─── TEXT SECTION ───
“Perhaps the most devasating revelation about the CIA operation emerged
years later, in 2005, when the agency was compelled to release the minutes of a meeting
held by its Cuba task force on November 15, 1960, one week after Kennedy’s election. The
group, which was deliberating on how to brief the president-elect on the pending invasion,
came to an eye-opening conclusion. In the face of strong security measures that Castro
had implemented, the CIA task force admitted, their invasion plan was ‘now seen to be
unachievable, except as a joint [CIA/Department of Defense] action.’ In other words, the
CIA realized that its Bay of Pigs expedition was doomed to fail unless its exile brigade
was reinforced by the power of the U.S. military. But the CIA never shared this sobering
assessment with the president.”
—David Talbot, Devil’s Chessboard: Allen Dulles, the CIA, and the Rise of America’s Secret Government (2015), p. 398. [Talbot, a liberal bourgeois writer and fan of President Kennedy, argues extensively in this book that the CIA went ahead with this plan which—on the face of it—was doomed, because they believed that when it began to fail it would force President Kennedy to turn to a massive U.S. military invasion of Cuba with Marines and U.S. Air Force bombings, to bail out the feeble and inept CIA-organized invasion of Cuban exiles and soldiers of fortune. However, Kennedy was attempting to put a pretty face on American imperialism and hide any direct involvement of the U.S. in schemes to overthrow other governments. For this reason he refused to be manipulated by Allen Dulles and the CIA into using the U.S. military in Cuba, and was even willing to let the whole Bay of Pigs invasion—which he had authorized—collapse instead. However, following that embarassing fiasco, a major focus and even obsession of Kennedy and his administration was to try to arrange for the assassination of Fidel Castro. —Ed.]
“Years after the Bay of Pigs, historians—including the CIA’s own Jack
Pfeiffer—painted a portrait of Dulles as a spymaster in decline, bumbling and disengaged
and maybe too advanced in years, at age sixty-eight, for the rigors of his job. Only a spy
chief with a shaky grasp on the tiller could have overlooked the deep flaws embedded in
the Bay of Pigs strategy, it was stated.
───
**WORK TO COMPLETE**
Continue the passage on the CIA and the Bay of Pigs from its last sentence. The rows that follow aren't needed here.
─── RECORDED INFORMATION ───
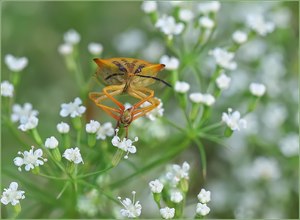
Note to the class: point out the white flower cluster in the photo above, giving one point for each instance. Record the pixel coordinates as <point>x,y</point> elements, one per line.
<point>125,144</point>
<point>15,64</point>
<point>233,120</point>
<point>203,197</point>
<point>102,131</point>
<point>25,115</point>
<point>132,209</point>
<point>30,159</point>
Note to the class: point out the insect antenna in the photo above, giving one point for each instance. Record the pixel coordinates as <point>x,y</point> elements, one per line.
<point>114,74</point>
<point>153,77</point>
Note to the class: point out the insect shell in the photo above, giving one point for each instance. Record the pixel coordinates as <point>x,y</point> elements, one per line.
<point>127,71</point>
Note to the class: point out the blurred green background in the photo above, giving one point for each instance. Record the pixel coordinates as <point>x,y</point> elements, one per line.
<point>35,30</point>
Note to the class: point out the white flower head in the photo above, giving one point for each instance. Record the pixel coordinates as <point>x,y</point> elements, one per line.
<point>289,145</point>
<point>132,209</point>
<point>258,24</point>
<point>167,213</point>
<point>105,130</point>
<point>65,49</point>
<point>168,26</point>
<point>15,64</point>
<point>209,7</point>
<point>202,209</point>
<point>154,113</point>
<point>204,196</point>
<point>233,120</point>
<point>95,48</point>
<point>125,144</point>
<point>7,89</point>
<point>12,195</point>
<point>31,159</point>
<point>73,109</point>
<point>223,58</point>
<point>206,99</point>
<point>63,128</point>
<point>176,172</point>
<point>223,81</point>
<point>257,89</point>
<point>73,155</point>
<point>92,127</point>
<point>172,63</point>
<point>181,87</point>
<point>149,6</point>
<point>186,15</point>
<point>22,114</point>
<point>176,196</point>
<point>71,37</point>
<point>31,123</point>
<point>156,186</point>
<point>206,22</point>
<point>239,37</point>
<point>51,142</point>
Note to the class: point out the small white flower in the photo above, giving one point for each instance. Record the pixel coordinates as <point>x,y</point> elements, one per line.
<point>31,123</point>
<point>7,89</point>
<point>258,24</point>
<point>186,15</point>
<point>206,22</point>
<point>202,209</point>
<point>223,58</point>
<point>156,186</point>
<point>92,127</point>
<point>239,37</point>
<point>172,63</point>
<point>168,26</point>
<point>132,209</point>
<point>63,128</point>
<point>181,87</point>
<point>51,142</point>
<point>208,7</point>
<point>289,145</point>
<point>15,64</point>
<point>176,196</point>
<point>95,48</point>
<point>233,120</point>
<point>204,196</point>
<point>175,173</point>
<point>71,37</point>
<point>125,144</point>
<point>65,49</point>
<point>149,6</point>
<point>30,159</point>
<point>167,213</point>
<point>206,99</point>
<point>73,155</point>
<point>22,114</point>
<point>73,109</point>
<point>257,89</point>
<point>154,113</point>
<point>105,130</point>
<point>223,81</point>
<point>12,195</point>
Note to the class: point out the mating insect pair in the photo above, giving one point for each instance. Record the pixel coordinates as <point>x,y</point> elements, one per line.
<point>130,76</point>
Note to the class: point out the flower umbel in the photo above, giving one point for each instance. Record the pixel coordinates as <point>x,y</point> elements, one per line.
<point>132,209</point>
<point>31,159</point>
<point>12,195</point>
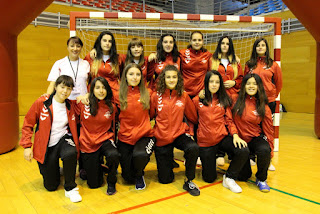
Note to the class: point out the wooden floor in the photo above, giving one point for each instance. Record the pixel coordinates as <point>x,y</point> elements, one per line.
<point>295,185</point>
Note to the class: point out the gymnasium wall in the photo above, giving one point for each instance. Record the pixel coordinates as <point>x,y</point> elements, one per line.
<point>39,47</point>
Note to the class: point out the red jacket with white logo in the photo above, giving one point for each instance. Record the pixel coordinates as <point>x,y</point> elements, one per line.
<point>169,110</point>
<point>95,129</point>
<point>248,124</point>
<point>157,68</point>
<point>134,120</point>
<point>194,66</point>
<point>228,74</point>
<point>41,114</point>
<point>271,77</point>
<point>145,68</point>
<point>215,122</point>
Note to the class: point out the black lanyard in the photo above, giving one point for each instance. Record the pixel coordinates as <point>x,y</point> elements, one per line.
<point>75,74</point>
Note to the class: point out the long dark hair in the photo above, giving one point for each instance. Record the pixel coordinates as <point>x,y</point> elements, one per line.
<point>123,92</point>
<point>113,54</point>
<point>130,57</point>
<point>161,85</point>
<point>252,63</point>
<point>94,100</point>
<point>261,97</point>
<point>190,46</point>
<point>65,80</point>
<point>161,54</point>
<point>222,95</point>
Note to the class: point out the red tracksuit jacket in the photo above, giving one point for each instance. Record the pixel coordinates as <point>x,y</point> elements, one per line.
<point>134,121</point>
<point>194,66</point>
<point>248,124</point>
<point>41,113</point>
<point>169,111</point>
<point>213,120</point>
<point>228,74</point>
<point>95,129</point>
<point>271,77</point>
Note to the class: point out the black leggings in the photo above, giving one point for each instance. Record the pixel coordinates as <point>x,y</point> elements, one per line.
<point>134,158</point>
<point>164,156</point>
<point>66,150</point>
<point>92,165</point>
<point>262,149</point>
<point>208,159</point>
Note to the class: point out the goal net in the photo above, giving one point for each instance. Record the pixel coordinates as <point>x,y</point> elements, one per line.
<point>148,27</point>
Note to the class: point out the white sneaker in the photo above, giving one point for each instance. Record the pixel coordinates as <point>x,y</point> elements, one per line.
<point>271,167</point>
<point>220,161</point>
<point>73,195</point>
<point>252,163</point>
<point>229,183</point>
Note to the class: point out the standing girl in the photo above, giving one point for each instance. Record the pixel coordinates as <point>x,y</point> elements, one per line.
───
**REPLY TO THE EXERCISE**
“But, as usual, there was method to Dulles’s seeming carelessness. It is now clear that the CIA’s Bay of Pigs expedition was not simply doomed to fail, it was meant to fail. And its failure was designed to trigger the real action—an all-out, U.S. military invasion of the island. Dulles plunged ahead with his hopeless, paramilitary mission—an expedition that he had staffed with ‘C-minus’ officers and expendable Cuban ‘puppets’—because he was serenely confident that, in the heat of battle, Kennedy would be forced to send the Marines crashing ashore. Dulles was banking on the young, untested commander in chief to cave in to pressure from the Washington war machine, just as other presidents had bent to the spymaster’s will.”
—David Talbot, ibid., pp. 399-400. [Liberals, like Talbot, want to blame wars and most other major crimes of the United States on just the CIA and the Pentagon, and imagine that their heroes, such as John Kennedy and Barack Obama are actually trying to stop such outrages. The reality is quite different. It is just a matter of different imperialist strategies, and both Kennedy and Obama proved only too well that they were also willing and able to use the U.S. war machine when they saw the need to do so. Kennedy, for crying out loud, came close to ending human civilization in his game of nuclear chicken with Khrushchev in the Cuban Missile Crisis just 16 months later! But it is true that even intra-ruling class struggles over imperialist strategy can be quite ferocious at times. —Ed.]
BAYLE, Pierre (1647-1706)
French skeptical philosopher and critic of religious dogmatism. He was a forerunner of the French Enlightenment, and the author of Dictionnaire historique et critique (1695-7). This work was viewed as notorious in its own day for, among other things, arguing that morality and religion are not in any way essentially connected, and for illustrating this in part by exposing the outrageously immoral conduct of many Church officials.